From the opening line of the records through the line bearing "Target: steel rail", set down every line exactly.

Collected data entries:
-*-

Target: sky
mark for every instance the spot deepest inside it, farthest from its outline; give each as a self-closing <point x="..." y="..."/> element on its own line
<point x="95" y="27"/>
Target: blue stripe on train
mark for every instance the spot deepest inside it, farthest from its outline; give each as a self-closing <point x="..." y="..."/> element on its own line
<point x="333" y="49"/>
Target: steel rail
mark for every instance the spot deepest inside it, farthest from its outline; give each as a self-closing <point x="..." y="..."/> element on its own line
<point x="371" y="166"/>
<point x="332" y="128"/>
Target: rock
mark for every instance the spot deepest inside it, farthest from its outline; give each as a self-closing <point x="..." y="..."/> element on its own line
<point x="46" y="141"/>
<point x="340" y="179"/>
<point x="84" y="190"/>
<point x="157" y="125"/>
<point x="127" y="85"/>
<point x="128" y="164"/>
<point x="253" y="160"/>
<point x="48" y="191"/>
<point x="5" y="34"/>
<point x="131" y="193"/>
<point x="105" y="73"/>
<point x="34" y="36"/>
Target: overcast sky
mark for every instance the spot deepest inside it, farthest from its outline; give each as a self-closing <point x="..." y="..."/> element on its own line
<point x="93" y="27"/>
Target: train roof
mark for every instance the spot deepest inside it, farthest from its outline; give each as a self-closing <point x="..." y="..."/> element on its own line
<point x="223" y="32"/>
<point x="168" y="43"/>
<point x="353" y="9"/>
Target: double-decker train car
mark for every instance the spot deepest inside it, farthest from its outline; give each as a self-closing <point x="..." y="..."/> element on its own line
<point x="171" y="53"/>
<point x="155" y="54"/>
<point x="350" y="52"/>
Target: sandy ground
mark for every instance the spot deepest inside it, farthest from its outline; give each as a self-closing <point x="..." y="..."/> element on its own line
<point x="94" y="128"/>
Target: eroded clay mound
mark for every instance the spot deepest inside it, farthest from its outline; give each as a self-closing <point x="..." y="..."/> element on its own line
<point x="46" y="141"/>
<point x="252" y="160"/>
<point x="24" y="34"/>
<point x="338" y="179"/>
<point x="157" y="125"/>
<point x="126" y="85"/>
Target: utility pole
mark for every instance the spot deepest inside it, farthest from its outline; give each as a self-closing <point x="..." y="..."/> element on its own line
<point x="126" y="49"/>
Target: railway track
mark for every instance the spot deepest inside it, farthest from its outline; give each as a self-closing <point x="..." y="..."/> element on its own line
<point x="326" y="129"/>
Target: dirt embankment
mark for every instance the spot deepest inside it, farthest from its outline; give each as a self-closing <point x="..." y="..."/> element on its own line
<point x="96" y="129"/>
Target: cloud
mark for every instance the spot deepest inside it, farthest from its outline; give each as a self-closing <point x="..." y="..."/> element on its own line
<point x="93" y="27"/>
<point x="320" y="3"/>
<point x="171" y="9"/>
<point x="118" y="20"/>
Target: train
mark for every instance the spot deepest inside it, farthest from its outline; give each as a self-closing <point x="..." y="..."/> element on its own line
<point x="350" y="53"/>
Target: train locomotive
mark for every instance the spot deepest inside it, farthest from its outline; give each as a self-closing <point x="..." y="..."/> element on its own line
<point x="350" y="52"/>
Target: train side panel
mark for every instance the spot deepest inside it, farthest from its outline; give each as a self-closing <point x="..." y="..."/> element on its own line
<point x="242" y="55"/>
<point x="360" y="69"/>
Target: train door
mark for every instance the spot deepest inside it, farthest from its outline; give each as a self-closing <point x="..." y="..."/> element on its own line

-*-

■ Response below
Target: sky
mark for every instance the spot deepest inside it, farthest from its outline; give each as a self-closing <point x="..." y="..."/> element on its own line
<point x="95" y="27"/>
Target: blue stripe on train
mark for every instance the spot deepest inside it, farthest from its outline; give each as a self-closing <point x="..." y="..."/> element on its own line
<point x="333" y="49"/>
Target: steel rail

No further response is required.